- Work item: Images are not part of the copy; transcribe all the data exactly.

- Material for this task:
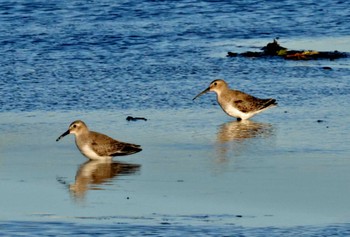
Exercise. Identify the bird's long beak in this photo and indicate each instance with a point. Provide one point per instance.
(63, 134)
(203, 92)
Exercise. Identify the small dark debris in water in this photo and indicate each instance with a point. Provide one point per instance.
(274, 49)
(165, 223)
(130, 118)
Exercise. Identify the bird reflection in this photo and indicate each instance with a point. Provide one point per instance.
(234, 136)
(94, 173)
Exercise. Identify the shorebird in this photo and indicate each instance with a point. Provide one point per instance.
(97, 146)
(236, 103)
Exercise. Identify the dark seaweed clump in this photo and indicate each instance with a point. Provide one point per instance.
(275, 50)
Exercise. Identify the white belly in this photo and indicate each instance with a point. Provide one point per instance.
(232, 111)
(91, 154)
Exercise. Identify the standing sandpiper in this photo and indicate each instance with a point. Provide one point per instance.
(236, 103)
(97, 146)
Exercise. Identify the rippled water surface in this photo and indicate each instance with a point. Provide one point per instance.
(285, 172)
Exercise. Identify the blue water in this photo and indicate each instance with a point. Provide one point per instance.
(149, 56)
(70, 55)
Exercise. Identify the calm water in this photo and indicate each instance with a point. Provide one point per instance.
(284, 173)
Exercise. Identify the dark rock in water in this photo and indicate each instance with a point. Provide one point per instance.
(274, 49)
(130, 118)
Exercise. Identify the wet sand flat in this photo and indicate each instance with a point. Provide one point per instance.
(263, 172)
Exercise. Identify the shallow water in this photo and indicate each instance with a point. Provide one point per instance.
(200, 173)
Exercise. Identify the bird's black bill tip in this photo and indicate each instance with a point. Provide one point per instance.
(63, 134)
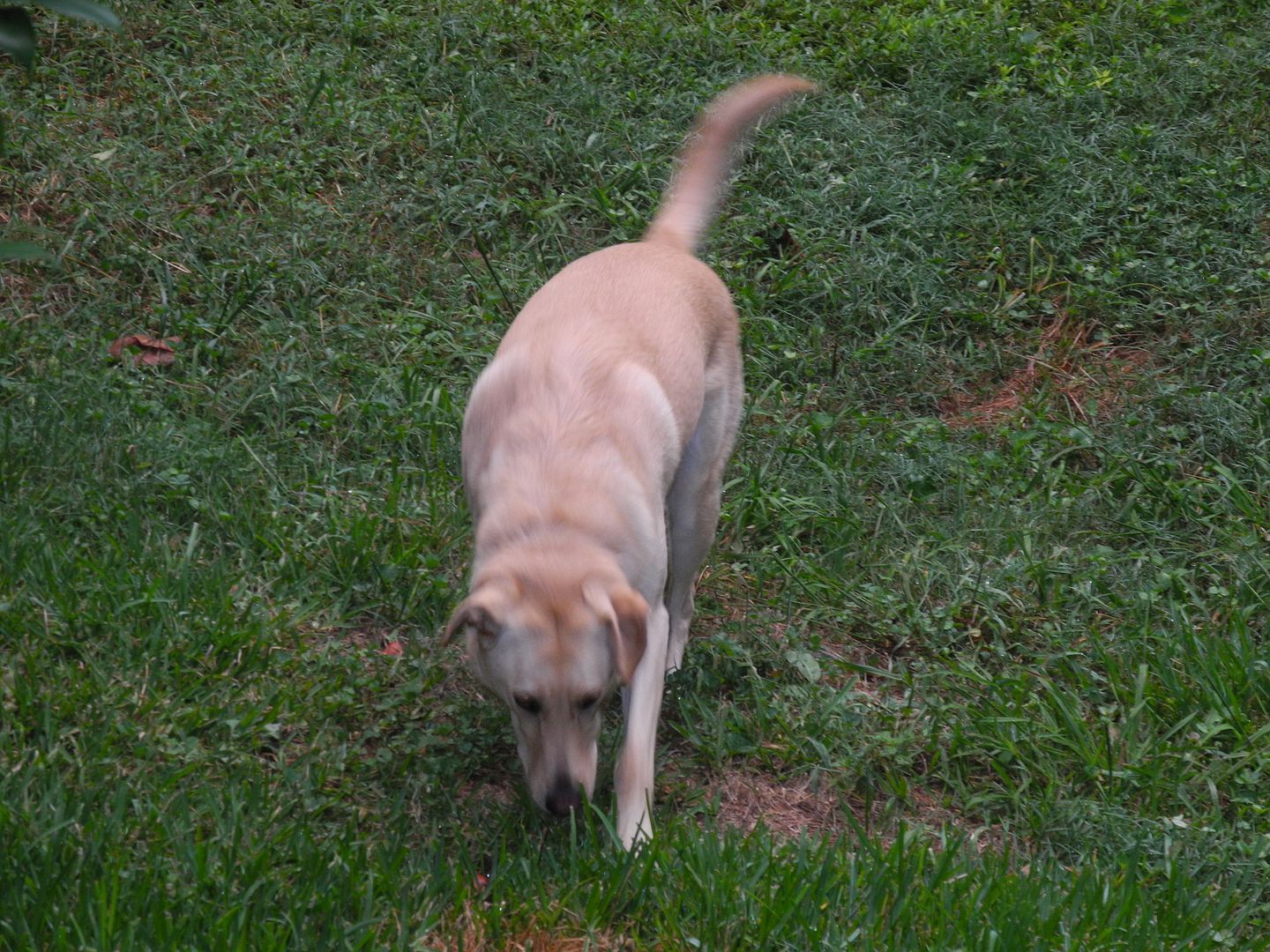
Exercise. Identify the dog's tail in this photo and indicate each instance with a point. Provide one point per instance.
(698, 184)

- Written answer:
Exercise. Identify the bird's long beak in this photo and indicate each instance with a point. Provide one point per instance.
(63, 134)
(203, 92)
Exercise. Identify the small dark debris in water in this photo and indicate each instance with a point. Provide one point per instance.
(274, 49)
(165, 223)
(130, 118)
Exercise. Identify the bird reflection in this photo and indicate each instance with a point. Provide one point per instance.
(234, 136)
(94, 173)
Exercise. Identify the shorebird in this photo and indicate each instance with a point. Provide one point per instance.
(97, 146)
(236, 103)
Exercise. Identify the dark seaweed clump in this photo and indicate each instance with a point. Provide one point per instance.
(275, 50)
Exercise. Identify the white belly in this photo and indicate each instance with a point. Provide one point per instance.
(232, 111)
(91, 154)
Exercise. Identify the standing sandpiper in this photo and indicate each instance with a point. Provide one point per instance.
(236, 103)
(97, 146)
Exercise. Identify the rippled water surface in this photo and indicate each instance with a point. Provide one point per instance.
(285, 172)
Exercise. Identify the blue water in this photo and indicate each instance with a point. Provide one point per instance.
(149, 56)
(70, 55)
Exercise. Identify the calm water in this photo and indicate each instance with a point. Provide one point per instance.
(284, 173)
Exercise. Identify the dark rock in water in this photo and indicate each instance with a point. Provide one point per instance.
(274, 49)
(130, 118)
Exercise. Identify the wet sand flat in this photo and indicate each instance with a point. Provide one point per instance.
(263, 172)
Exercise. Identify the shallow water in this photo and indicate each instance with a point. Provide one point per instance.
(200, 173)
Exercise. Identify the bird's black bill tip in this photo and indicate each instance with a point. Provide one point per instance.
(63, 134)
Exercise. Identify the dog's tail in this photo and indicate each instance with a point. Provide one point per instance.
(698, 184)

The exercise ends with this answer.